→ What the task requires: Please write out every line of the records below again, requests included, with each coordinate in the answers scaled by 1.55 and rounded to the nearest whole number, halves rounding up. Leave the pictures out.
<<<<
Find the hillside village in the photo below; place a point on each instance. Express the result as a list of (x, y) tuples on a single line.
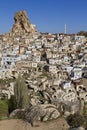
[(55, 65)]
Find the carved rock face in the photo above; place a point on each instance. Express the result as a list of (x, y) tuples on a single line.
[(22, 23)]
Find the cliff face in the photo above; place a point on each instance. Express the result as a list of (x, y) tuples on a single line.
[(22, 28), (22, 23)]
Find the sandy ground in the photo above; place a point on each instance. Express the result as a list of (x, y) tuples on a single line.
[(16, 124)]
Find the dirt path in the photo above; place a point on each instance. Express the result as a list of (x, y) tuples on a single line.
[(16, 124)]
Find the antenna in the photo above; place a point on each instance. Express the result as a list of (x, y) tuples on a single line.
[(65, 29)]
>>>>
→ Solved problem:
Find the hillside village in the photo below; place a point on each instance. Express the result as a list of (x, y) tuples on a single line.
[(85, 101)]
Find the carved rock face in the photo above; place a point on each instance. Express the result as a list of (x, y) tuples on a single line.
[(34, 36)]
Find the cliff face in the photo above; place a point on each instance. Express the result as a list of (x, y) tuples on a single line.
[(34, 43), (34, 36)]
Find the sandy ground in the photo above; place a point on each instance. Express the result as a list of (x, y) tuples on a single line.
[(25, 192)]
Find the dirt path in the photo above; place a point on each instance. Express the result as a list of (x, y) tuples on a single line.
[(25, 192)]
Find the antenna in the photo above; place a point on each instance. Express the result as a list of (x, y) tuples on a single line.
[(101, 45)]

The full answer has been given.